**What you will do**
Find "mark the church roof | one pin per instance." in the material below, then copy that line and every subsequent line to the end, exactly.
++++ Excerpted records
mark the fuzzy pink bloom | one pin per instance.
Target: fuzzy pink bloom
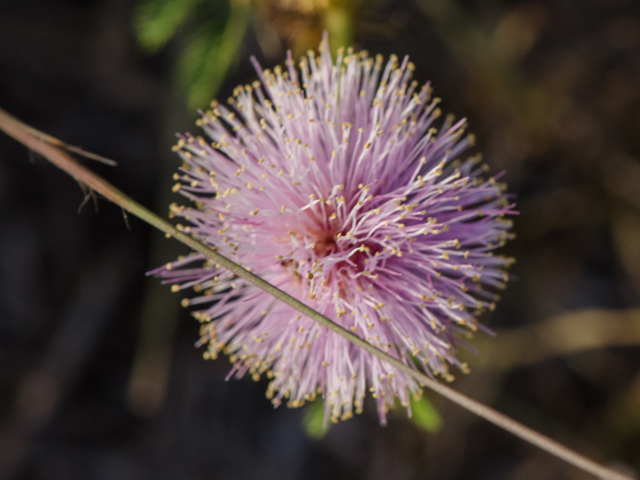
(333, 183)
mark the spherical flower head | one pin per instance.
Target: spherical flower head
(337, 184)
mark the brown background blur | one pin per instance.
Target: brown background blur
(99, 378)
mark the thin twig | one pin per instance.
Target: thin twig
(25, 135)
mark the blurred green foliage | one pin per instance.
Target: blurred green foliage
(209, 34)
(208, 50)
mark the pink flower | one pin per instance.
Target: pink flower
(335, 183)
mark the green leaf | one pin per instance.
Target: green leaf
(210, 54)
(425, 415)
(156, 21)
(313, 420)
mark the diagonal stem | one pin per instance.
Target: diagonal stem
(32, 139)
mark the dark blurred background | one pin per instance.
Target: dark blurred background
(99, 377)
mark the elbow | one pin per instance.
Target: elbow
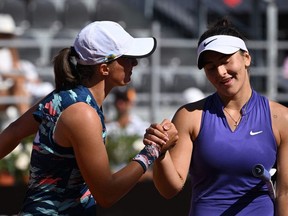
(169, 194)
(105, 202)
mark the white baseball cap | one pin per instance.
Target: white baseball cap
(224, 44)
(7, 24)
(103, 41)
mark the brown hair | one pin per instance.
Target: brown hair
(221, 27)
(68, 73)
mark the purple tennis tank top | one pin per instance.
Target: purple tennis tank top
(222, 161)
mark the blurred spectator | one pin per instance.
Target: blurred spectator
(18, 77)
(285, 67)
(125, 130)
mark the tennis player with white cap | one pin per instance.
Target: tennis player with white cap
(70, 171)
(224, 135)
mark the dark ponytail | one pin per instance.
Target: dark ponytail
(221, 27)
(68, 74)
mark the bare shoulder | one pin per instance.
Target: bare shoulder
(279, 116)
(278, 111)
(188, 117)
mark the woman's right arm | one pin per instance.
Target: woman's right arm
(23, 127)
(170, 172)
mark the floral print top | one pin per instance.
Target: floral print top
(56, 186)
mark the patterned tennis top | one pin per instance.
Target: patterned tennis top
(56, 186)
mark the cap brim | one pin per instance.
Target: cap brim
(142, 47)
(221, 49)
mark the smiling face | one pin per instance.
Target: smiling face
(227, 73)
(120, 71)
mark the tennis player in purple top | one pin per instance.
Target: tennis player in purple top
(224, 135)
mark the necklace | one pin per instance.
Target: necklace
(236, 123)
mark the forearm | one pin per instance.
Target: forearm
(16, 131)
(166, 178)
(282, 205)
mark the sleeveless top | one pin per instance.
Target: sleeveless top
(56, 186)
(222, 161)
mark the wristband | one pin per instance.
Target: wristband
(147, 156)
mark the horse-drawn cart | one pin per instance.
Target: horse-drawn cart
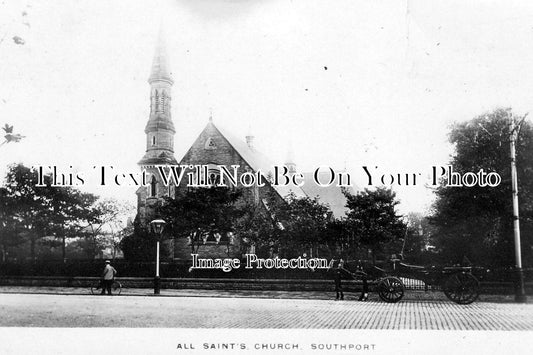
(457, 282)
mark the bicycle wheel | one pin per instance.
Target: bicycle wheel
(116, 288)
(96, 288)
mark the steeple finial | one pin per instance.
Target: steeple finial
(160, 66)
(250, 138)
(289, 160)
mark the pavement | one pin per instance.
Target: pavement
(316, 295)
(71, 307)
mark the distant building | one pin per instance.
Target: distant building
(213, 147)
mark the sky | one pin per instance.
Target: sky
(346, 83)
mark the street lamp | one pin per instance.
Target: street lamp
(157, 226)
(520, 293)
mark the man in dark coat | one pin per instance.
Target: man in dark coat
(108, 276)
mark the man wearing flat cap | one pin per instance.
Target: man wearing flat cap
(108, 276)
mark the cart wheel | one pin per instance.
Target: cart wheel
(461, 288)
(390, 289)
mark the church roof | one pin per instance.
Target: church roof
(330, 195)
(257, 161)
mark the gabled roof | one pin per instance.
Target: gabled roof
(256, 160)
(331, 195)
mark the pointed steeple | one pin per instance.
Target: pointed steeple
(289, 160)
(160, 65)
(160, 128)
(250, 138)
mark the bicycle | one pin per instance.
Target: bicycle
(116, 288)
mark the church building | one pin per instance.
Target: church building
(213, 147)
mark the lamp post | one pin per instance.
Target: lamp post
(520, 293)
(156, 227)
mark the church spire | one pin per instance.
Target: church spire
(289, 160)
(160, 65)
(160, 128)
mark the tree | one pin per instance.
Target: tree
(304, 224)
(35, 212)
(140, 245)
(107, 226)
(476, 222)
(372, 219)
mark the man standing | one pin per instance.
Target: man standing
++++++++
**Final answer**
mark the church roof | one pin per instance.
Target: church roof
(330, 195)
(257, 161)
mark the gabled roof | one pin per instance.
Target: gabled roof
(256, 160)
(331, 195)
mark the pointed steeple | one pin per instance.
Target: pointed steeple
(289, 160)
(160, 65)
(160, 128)
(250, 138)
mark the bicycle | one pin per instance.
Target: bicycle
(116, 288)
mark the church building | one pin per instance.
Target: church building
(213, 147)
mark the lamp post | one pin per instance.
Target: lamp post
(520, 293)
(156, 227)
mark the church spire | one pin per instance.
Target: church spire
(289, 160)
(160, 65)
(160, 128)
mark the tree | one pin per instance.
Target: tree
(304, 224)
(35, 212)
(140, 245)
(107, 226)
(476, 222)
(372, 219)
mark the man standing | one pin per instance.
Target: man standing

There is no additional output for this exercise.